- ABOUT THIS EXERCISE: Every entry is to be set down a second time, precisely as written.

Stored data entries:
________________________

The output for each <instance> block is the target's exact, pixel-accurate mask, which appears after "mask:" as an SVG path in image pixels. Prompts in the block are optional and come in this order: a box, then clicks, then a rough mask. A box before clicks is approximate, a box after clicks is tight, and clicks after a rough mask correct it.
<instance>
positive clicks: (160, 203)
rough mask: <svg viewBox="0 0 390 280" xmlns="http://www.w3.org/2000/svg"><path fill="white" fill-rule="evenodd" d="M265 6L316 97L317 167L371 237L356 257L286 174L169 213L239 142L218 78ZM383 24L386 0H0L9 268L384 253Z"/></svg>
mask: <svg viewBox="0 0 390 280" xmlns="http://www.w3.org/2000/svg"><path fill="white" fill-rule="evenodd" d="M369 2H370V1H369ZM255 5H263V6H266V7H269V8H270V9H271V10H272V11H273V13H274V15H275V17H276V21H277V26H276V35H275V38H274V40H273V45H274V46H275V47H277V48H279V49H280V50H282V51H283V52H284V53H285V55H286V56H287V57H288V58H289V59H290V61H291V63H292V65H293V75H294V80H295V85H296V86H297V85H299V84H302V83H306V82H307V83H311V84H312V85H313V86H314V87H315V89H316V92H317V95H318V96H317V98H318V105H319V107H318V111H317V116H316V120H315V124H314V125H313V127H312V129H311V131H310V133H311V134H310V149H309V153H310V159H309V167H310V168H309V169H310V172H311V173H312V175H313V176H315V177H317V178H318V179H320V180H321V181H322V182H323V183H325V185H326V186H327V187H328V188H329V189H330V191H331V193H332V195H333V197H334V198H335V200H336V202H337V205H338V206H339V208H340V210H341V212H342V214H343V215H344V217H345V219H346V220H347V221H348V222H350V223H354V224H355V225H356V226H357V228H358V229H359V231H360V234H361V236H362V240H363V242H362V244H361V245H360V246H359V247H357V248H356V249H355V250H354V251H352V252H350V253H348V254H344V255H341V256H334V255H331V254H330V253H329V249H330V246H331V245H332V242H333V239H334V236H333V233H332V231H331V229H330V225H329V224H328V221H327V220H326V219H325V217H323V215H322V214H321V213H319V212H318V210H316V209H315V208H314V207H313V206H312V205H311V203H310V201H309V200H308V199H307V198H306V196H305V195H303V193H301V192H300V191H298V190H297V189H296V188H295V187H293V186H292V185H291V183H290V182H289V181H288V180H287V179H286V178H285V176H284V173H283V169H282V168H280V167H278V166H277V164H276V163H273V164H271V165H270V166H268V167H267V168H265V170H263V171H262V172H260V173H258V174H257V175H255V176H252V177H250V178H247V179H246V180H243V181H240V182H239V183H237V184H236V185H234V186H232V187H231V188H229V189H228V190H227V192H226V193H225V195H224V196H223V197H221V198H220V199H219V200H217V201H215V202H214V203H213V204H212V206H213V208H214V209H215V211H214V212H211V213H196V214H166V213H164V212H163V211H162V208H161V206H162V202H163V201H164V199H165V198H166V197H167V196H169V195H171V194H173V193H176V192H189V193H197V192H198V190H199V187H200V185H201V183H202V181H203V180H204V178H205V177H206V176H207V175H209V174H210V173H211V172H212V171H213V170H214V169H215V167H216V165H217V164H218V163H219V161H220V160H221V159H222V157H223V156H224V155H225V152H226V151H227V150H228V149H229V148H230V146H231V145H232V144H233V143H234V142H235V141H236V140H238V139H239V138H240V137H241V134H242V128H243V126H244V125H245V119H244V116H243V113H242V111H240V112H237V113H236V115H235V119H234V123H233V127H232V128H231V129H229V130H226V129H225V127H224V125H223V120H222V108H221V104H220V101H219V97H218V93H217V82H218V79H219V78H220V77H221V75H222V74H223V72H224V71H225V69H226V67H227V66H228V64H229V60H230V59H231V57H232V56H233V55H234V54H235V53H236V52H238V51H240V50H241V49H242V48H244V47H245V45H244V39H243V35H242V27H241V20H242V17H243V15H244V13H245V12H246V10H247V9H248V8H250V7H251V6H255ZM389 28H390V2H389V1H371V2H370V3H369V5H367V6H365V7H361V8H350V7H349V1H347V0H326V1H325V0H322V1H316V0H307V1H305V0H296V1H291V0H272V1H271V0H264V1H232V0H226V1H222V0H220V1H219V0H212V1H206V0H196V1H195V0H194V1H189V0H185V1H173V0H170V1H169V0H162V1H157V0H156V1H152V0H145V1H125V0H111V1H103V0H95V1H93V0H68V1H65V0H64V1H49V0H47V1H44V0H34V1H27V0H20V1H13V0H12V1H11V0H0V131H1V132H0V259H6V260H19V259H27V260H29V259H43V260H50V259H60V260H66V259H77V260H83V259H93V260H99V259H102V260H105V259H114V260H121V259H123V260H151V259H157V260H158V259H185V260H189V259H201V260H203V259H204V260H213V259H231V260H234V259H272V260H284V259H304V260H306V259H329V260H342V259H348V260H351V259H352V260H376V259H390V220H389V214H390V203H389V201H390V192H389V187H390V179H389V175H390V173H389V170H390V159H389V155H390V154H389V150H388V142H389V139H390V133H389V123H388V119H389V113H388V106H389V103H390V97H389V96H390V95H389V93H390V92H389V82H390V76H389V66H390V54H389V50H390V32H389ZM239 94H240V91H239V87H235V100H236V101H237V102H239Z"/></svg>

________________________

- OUTPUT FOR THIS EXERCISE:
The output for each <instance> block is the target's exact, pixel-accurate mask, which appears after "mask:" as an SVG path in image pixels. Prompts in the block are optional and come in this order: a box, then clicks, then a rough mask. A box before clicks is approximate, a box after clicks is tight, and clicks after a rough mask correct it.
<instance>
positive clicks: (160, 203)
rough mask: <svg viewBox="0 0 390 280" xmlns="http://www.w3.org/2000/svg"><path fill="white" fill-rule="evenodd" d="M265 6L316 97L317 167L371 237L356 257L286 174L169 213L239 142L218 78ZM383 24L386 0H0L9 268L384 253Z"/></svg>
mask: <svg viewBox="0 0 390 280" xmlns="http://www.w3.org/2000/svg"><path fill="white" fill-rule="evenodd" d="M369 2H370V1H369ZM255 5H263V6H266V7H269V8H270V9H271V10H272V11H273V13H274V15H275V17H276V21H277V26H276V35H275V38H274V40H273V45H274V46H275V47H277V48H279V49H280V50H282V51H283V52H284V53H285V55H286V56H287V57H288V58H289V59H290V61H291V63H292V65H293V75H294V80H295V85H296V86H297V85H299V84H302V83H306V82H307V83H311V84H312V85H313V86H314V87H315V89H316V92H317V95H318V96H317V98H318V105H319V107H318V111H317V116H316V120H315V124H314V125H313V127H312V129H311V131H310V133H311V134H310V149H309V153H310V159H309V167H310V168H309V169H310V172H311V173H312V175H313V176H315V177H317V178H318V179H320V180H321V181H322V182H323V183H325V185H326V186H327V187H328V188H329V189H330V191H331V193H332V195H333V197H334V198H335V200H336V202H337V205H338V206H339V208H340V210H341V212H342V214H343V215H344V217H345V219H346V220H347V221H348V222H350V223H354V224H355V225H356V226H357V228H358V229H359V231H360V234H361V236H362V240H363V242H362V244H361V245H360V246H359V247H357V248H356V249H355V250H354V251H352V252H350V253H348V254H344V255H341V256H334V255H331V254H330V253H329V249H330V246H331V245H332V242H333V239H334V236H333V233H332V231H331V229H330V225H329V224H328V221H327V220H326V219H325V217H323V215H322V214H321V213H319V212H318V210H316V209H315V208H314V207H313V206H312V205H311V203H310V201H309V200H308V199H307V198H306V196H305V195H303V193H301V192H300V191H298V190H297V189H296V188H295V187H293V186H292V185H291V183H290V182H289V181H288V180H287V179H286V178H285V176H284V173H283V169H282V168H280V167H278V166H277V164H276V163H273V164H271V165H270V166H268V167H267V168H265V170H263V171H262V172H260V173H258V174H257V175H255V176H252V177H250V178H247V179H246V180H243V181H240V182H239V183H237V184H236V185H234V186H232V187H231V188H229V189H228V190H227V192H226V193H225V195H224V196H223V197H221V198H220V199H219V200H217V201H215V202H214V203H213V204H212V206H213V208H214V209H215V211H214V212H211V213H196V214H166V213H164V212H163V211H162V208H161V206H162V202H163V201H164V199H165V198H166V197H167V196H169V195H171V194H173V193H176V192H189V193H197V192H198V190H199V187H200V185H201V183H202V181H203V180H204V178H205V177H206V176H207V175H209V174H210V173H211V172H212V171H213V170H214V169H215V167H216V165H217V164H218V163H219V161H220V160H221V159H222V157H223V156H224V155H225V152H226V151H227V150H228V149H229V148H230V146H231V145H232V144H233V143H234V142H235V141H236V140H238V139H239V138H240V137H241V134H242V128H243V126H244V125H245V119H244V116H243V113H242V111H240V112H237V113H236V115H235V119H234V123H233V127H232V128H231V129H229V130H226V129H225V127H224V125H223V120H222V108H221V104H220V101H219V97H218V93H217V82H218V79H219V78H220V77H221V75H222V74H223V72H224V71H225V69H226V67H227V66H228V64H229V60H230V59H231V57H232V56H233V55H234V54H235V53H236V52H238V51H240V50H241V49H242V48H244V47H245V45H244V39H243V35H242V27H241V20H242V17H243V15H244V13H245V12H246V10H247V9H248V8H250V7H251V6H255ZM389 28H390V2H389V1H371V2H370V3H369V5H367V6H365V7H361V8H350V7H349V1H347V0H326V1H325V0H322V1H316V0H307V1H305V0H296V1H291V0H272V1H271V0H264V1H232V0H226V1H222V0H220V1H219V0H212V1H206V0H196V1H195V0H194V1H189V0H185V1H173V0H170V1H169V0H162V1H157V0H156V1H152V0H145V1H125V0H111V1H103V0H95V1H93V0H68V1H65V0H64V1H49V0H47V1H44V0H34V1H27V0H20V1H13V0H12V1H11V0H0V131H1V132H0V259H6V260H19V259H27V260H29V259H43V260H50V259H60V260H66V259H77V260H83V259H93V260H99V259H102V260H105V259H114V260H121V259H123V260H151V259H157V260H158V259H185V260H189V259H201V260H203V259H204V260H213V259H231V260H234V259H272V260H284V259H304V260H306V259H329V260H342V259H348V260H351V259H352V260H376V259H390V220H389V214H390V203H389V201H390V192H389V187H390V179H389V175H390V173H389V170H390V159H389V155H390V154H389V150H388V142H389V139H390V133H389V123H388V119H389V113H388V106H389V103H390V97H389V96H390V95H389V93H390V92H389V82H390V76H389V66H390V54H389V50H390V32H389ZM239 94H240V91H239V87H235V100H236V101H237V102H239Z"/></svg>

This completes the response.